WHAT TO WORK ON:
• A. In the forum excerpt on estrangement from a son, list every family member named in the paragraph beginning "When I was a very young woman".
• B. Resume the forum excerpt on estrangement from a son, picking up right after its final sentence.

SOURCE TEXT:
====

I have found it incredibly helpful to hear each person's story Nancy, this is a wonderful thread, thank you to everyone.

All I can do is pray for him, love him sooo much, try to get my life together at 45, take the best care I can of my other son and husband. The ache is always there, though. I hope as I heal, maybe he will see it and become convinced. It seems like an elusive dream to feel happy & healthy and to have a happy & healthy family sometimes. Sorry, I am having a bad day.

Robin, your story brought me to tears, I am so sorry that you have suffered in this way and continue to.

When I was a very young woman I gave up custody of my son to my ex-husband, I was incapable of raising him and very afraid that I was, as my mother had told me repeatedly, "just like your father". My father was alcoholic, violent and abusive. To say that I hated myself for what I did in abandoning my child cannot express the years of grief and shame I felt not to mention how broken my heart was. I know that the decision gave him a better life than I could have and I know he would have lost one parent anyways but that doesn't lessen the sorrow. Through his growing up years we had visits and for the most part those were O.K. but by the time he was 21 his anger at me was overwhelming for him. He let me know then what he thought of me and we did not have any contact for just over ten years but in the past year we have begun to talk again, I realize now that I am being given another chance and I am grateful.

====

SOURCE DATA:
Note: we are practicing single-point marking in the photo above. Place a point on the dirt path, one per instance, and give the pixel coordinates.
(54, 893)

====

TASK ANSWERS:
• A. son, ex-husband, mother, father

• B.
I rarely speak of this to those I do not know well. It has been my experience that what I did is so horrifying to people, to mothers particularly, that I have been repeatedly judged for it. I recall an Oprah show, which was at least 15 years after I gave up my son, on non-custodial mothers and the audience for the most part was incredibly hostile.

I feel that what we can do for those we love and have hurt is to heal and to become the loving people that we most deeply want to be. Robin, I hope your son will see the changes in you and come around. 21 does seem to be the age when the world is most clearly black and white and judgments are easy to make.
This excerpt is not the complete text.